▶ **DATA TO PROCESS**:
<<<<
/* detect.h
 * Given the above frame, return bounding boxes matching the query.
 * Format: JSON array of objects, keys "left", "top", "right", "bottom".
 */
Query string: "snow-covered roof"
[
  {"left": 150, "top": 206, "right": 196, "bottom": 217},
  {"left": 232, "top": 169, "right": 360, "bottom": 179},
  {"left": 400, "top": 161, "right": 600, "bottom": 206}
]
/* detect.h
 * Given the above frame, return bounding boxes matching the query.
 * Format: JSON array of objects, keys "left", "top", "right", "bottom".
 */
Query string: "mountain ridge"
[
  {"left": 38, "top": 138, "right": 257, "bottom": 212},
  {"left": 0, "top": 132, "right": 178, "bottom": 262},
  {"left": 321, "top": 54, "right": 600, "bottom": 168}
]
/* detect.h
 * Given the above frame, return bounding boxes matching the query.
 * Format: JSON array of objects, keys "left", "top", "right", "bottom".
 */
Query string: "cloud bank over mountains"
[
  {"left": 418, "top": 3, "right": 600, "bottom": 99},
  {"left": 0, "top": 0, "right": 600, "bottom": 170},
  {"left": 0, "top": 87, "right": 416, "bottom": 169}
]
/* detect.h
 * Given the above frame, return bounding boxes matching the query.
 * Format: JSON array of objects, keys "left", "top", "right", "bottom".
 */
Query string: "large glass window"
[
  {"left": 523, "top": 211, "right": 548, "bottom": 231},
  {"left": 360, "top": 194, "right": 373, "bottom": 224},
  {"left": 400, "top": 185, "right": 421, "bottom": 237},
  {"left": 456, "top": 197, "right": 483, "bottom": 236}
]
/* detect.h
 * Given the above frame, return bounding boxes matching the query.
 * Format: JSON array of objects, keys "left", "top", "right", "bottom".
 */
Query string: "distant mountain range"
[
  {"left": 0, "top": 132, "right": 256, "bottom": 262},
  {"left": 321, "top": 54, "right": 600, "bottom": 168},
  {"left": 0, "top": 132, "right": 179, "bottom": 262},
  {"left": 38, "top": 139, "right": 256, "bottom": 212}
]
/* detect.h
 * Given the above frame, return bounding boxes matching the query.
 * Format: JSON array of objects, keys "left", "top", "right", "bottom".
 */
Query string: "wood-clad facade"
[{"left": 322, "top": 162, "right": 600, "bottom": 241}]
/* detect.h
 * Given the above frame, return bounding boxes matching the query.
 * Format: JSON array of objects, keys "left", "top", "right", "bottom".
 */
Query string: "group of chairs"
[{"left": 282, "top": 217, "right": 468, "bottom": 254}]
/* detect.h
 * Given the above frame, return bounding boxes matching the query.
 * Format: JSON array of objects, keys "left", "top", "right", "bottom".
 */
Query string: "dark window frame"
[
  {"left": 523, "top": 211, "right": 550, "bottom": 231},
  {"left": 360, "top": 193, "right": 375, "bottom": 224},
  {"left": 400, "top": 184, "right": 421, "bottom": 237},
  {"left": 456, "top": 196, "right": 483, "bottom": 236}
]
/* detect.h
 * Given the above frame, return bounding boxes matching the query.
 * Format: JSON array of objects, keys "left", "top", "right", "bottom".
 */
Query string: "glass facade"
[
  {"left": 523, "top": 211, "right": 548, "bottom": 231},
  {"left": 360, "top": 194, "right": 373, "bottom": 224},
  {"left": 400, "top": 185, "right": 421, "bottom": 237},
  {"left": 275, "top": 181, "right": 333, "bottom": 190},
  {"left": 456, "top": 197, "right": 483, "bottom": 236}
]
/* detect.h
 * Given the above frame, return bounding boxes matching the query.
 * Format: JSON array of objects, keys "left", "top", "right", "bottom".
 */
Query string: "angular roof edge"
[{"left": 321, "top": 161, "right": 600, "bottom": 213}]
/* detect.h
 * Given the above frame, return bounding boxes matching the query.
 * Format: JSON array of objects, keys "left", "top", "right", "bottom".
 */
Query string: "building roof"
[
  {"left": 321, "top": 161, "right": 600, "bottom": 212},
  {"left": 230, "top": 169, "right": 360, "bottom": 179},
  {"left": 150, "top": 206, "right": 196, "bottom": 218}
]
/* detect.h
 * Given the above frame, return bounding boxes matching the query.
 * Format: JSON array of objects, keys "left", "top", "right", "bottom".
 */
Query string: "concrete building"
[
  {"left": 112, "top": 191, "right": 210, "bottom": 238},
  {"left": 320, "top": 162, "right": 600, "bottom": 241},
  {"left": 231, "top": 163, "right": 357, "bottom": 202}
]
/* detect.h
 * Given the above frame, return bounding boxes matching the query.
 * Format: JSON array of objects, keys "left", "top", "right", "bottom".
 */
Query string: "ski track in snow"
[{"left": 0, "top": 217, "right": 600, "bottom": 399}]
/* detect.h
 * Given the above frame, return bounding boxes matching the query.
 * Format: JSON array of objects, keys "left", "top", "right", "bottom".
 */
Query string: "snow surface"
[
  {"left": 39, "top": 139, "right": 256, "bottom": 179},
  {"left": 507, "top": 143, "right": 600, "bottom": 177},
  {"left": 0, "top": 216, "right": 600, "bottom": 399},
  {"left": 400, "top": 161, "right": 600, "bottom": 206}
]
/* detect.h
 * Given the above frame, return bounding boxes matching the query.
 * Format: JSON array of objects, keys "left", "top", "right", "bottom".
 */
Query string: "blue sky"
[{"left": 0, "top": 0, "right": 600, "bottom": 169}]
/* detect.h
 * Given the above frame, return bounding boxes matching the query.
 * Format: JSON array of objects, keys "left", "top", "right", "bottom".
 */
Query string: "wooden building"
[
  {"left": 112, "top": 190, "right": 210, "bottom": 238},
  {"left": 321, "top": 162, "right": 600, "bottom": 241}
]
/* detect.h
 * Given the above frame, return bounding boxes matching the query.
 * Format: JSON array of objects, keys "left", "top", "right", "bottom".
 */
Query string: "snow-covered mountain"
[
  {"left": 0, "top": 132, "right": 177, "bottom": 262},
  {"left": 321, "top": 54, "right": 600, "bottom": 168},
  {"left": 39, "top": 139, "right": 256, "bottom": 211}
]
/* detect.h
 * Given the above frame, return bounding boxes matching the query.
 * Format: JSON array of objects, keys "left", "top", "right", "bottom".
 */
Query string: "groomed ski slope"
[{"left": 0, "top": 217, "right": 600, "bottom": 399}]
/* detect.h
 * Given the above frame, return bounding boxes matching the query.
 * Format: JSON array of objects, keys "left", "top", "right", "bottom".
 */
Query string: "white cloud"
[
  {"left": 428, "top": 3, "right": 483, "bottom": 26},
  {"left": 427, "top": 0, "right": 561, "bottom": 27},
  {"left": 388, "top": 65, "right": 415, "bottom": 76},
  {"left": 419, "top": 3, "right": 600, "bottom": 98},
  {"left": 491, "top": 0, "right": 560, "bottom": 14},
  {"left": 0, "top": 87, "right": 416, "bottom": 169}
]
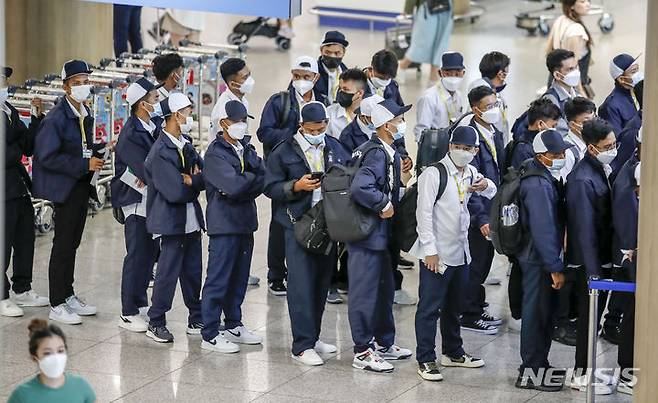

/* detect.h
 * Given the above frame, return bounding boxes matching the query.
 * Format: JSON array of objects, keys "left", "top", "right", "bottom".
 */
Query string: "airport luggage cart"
[
  {"left": 515, "top": 0, "right": 615, "bottom": 36},
  {"left": 586, "top": 276, "right": 636, "bottom": 403}
]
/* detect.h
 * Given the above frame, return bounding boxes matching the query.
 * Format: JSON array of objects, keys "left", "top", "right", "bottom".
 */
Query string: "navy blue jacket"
[
  {"left": 517, "top": 159, "right": 566, "bottom": 273},
  {"left": 599, "top": 83, "right": 637, "bottom": 137},
  {"left": 0, "top": 102, "right": 42, "bottom": 200},
  {"left": 32, "top": 97, "right": 105, "bottom": 203},
  {"left": 510, "top": 127, "right": 539, "bottom": 169},
  {"left": 144, "top": 131, "right": 205, "bottom": 235},
  {"left": 610, "top": 111, "right": 642, "bottom": 177},
  {"left": 256, "top": 83, "right": 327, "bottom": 159},
  {"left": 612, "top": 154, "right": 640, "bottom": 265},
  {"left": 349, "top": 136, "right": 402, "bottom": 250},
  {"left": 313, "top": 56, "right": 347, "bottom": 102},
  {"left": 110, "top": 115, "right": 160, "bottom": 207},
  {"left": 468, "top": 118, "right": 505, "bottom": 231},
  {"left": 264, "top": 136, "right": 350, "bottom": 228},
  {"left": 567, "top": 153, "right": 612, "bottom": 276},
  {"left": 203, "top": 137, "right": 265, "bottom": 235}
]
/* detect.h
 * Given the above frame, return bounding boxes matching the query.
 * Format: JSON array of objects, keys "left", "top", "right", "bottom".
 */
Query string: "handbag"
[{"left": 293, "top": 201, "right": 333, "bottom": 255}]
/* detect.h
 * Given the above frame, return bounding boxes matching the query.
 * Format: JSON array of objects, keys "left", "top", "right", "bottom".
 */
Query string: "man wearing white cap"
[
  {"left": 256, "top": 56, "right": 325, "bottom": 296},
  {"left": 32, "top": 60, "right": 105, "bottom": 324},
  {"left": 144, "top": 92, "right": 205, "bottom": 343},
  {"left": 599, "top": 53, "right": 644, "bottom": 137},
  {"left": 110, "top": 77, "right": 160, "bottom": 332}
]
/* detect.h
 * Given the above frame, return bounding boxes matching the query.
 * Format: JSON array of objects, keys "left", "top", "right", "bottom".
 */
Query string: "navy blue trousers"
[
  {"left": 519, "top": 261, "right": 559, "bottom": 374},
  {"left": 462, "top": 226, "right": 494, "bottom": 322},
  {"left": 121, "top": 214, "right": 157, "bottom": 316},
  {"left": 148, "top": 231, "right": 201, "bottom": 326},
  {"left": 347, "top": 245, "right": 397, "bottom": 354},
  {"left": 113, "top": 4, "right": 144, "bottom": 57},
  {"left": 285, "top": 228, "right": 336, "bottom": 355},
  {"left": 415, "top": 262, "right": 470, "bottom": 364},
  {"left": 201, "top": 234, "right": 254, "bottom": 341}
]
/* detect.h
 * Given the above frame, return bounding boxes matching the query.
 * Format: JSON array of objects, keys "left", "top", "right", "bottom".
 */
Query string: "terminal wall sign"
[{"left": 77, "top": 0, "right": 302, "bottom": 18}]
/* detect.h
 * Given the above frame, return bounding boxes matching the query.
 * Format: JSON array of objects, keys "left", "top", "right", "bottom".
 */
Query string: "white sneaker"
[
  {"left": 352, "top": 348, "right": 395, "bottom": 372},
  {"left": 119, "top": 314, "right": 149, "bottom": 333},
  {"left": 219, "top": 326, "right": 263, "bottom": 344},
  {"left": 66, "top": 295, "right": 96, "bottom": 316},
  {"left": 201, "top": 333, "right": 240, "bottom": 354},
  {"left": 292, "top": 348, "right": 324, "bottom": 367},
  {"left": 313, "top": 340, "right": 338, "bottom": 354},
  {"left": 0, "top": 298, "right": 23, "bottom": 318},
  {"left": 48, "top": 303, "right": 82, "bottom": 325},
  {"left": 375, "top": 344, "right": 413, "bottom": 360},
  {"left": 393, "top": 290, "right": 417, "bottom": 305},
  {"left": 571, "top": 375, "right": 613, "bottom": 395},
  {"left": 11, "top": 290, "right": 50, "bottom": 306}
]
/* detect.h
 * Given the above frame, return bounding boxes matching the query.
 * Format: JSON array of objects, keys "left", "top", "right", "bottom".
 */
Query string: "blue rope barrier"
[{"left": 589, "top": 279, "right": 635, "bottom": 293}]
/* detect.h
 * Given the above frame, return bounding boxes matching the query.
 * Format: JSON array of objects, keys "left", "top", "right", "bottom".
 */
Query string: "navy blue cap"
[
  {"left": 61, "top": 60, "right": 91, "bottom": 80},
  {"left": 370, "top": 99, "right": 411, "bottom": 127},
  {"left": 450, "top": 126, "right": 480, "bottom": 147},
  {"left": 322, "top": 31, "right": 350, "bottom": 47},
  {"left": 441, "top": 52, "right": 466, "bottom": 70},
  {"left": 224, "top": 100, "right": 254, "bottom": 122},
  {"left": 301, "top": 101, "right": 327, "bottom": 123},
  {"left": 532, "top": 129, "right": 571, "bottom": 154},
  {"left": 0, "top": 67, "right": 14, "bottom": 78}
]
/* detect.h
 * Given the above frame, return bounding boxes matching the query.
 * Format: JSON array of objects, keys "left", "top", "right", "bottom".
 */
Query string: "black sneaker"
[
  {"left": 418, "top": 361, "right": 443, "bottom": 382},
  {"left": 268, "top": 280, "right": 288, "bottom": 297},
  {"left": 461, "top": 320, "right": 498, "bottom": 335},
  {"left": 398, "top": 256, "right": 414, "bottom": 269},
  {"left": 146, "top": 325, "right": 174, "bottom": 343},
  {"left": 185, "top": 323, "right": 203, "bottom": 336}
]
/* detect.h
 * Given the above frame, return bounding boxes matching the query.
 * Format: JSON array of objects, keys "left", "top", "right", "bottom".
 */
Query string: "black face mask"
[
  {"left": 322, "top": 56, "right": 343, "bottom": 69},
  {"left": 336, "top": 90, "right": 354, "bottom": 108}
]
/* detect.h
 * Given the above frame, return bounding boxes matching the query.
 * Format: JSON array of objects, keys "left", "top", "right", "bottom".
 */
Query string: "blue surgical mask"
[{"left": 303, "top": 132, "right": 326, "bottom": 146}]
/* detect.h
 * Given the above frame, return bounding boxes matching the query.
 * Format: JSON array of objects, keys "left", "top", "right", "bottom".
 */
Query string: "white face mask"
[
  {"left": 0, "top": 88, "right": 9, "bottom": 105},
  {"left": 596, "top": 148, "right": 617, "bottom": 165},
  {"left": 292, "top": 80, "right": 315, "bottom": 95},
  {"left": 482, "top": 107, "right": 500, "bottom": 125},
  {"left": 39, "top": 353, "right": 66, "bottom": 379},
  {"left": 71, "top": 84, "right": 92, "bottom": 102},
  {"left": 228, "top": 122, "right": 247, "bottom": 140},
  {"left": 180, "top": 116, "right": 194, "bottom": 134},
  {"left": 370, "top": 76, "right": 391, "bottom": 89},
  {"left": 450, "top": 149, "right": 475, "bottom": 168},
  {"left": 240, "top": 76, "right": 256, "bottom": 94},
  {"left": 441, "top": 77, "right": 464, "bottom": 92},
  {"left": 562, "top": 70, "right": 580, "bottom": 87}
]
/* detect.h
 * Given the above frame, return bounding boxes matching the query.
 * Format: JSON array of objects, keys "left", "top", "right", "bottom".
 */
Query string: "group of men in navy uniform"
[{"left": 0, "top": 31, "right": 646, "bottom": 394}]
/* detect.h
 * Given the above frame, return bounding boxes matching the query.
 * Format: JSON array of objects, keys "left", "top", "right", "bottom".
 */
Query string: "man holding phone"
[{"left": 410, "top": 126, "right": 497, "bottom": 381}]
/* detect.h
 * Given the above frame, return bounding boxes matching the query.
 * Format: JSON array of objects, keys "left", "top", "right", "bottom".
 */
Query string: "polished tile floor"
[{"left": 0, "top": 0, "right": 646, "bottom": 403}]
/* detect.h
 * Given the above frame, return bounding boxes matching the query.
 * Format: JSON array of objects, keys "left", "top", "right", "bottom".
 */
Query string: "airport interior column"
[
  {"left": 634, "top": 1, "right": 658, "bottom": 403},
  {"left": 5, "top": 0, "right": 113, "bottom": 82}
]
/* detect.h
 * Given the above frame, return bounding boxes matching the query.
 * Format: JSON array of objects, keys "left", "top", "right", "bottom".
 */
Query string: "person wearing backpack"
[
  {"left": 515, "top": 129, "right": 570, "bottom": 392},
  {"left": 412, "top": 126, "right": 496, "bottom": 381},
  {"left": 264, "top": 101, "right": 352, "bottom": 366},
  {"left": 347, "top": 100, "right": 412, "bottom": 372},
  {"left": 414, "top": 52, "right": 466, "bottom": 143},
  {"left": 567, "top": 118, "right": 617, "bottom": 395},
  {"left": 462, "top": 86, "right": 505, "bottom": 335},
  {"left": 256, "top": 56, "right": 325, "bottom": 296},
  {"left": 505, "top": 98, "right": 562, "bottom": 169}
]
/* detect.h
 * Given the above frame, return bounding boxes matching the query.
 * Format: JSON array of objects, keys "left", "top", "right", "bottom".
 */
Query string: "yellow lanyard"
[
  {"left": 78, "top": 115, "right": 87, "bottom": 150},
  {"left": 452, "top": 175, "right": 466, "bottom": 204}
]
>>>>
▶ **YOUR OBJECTIVE**: Locate every line in the records that contains the word "mask", and copy each of those lines out. Case counts.

▶ **ANSWER FOR THE TASK**:
Query string: "black face mask"
Query string: "blue surgical mask"
Query string: "white face mask"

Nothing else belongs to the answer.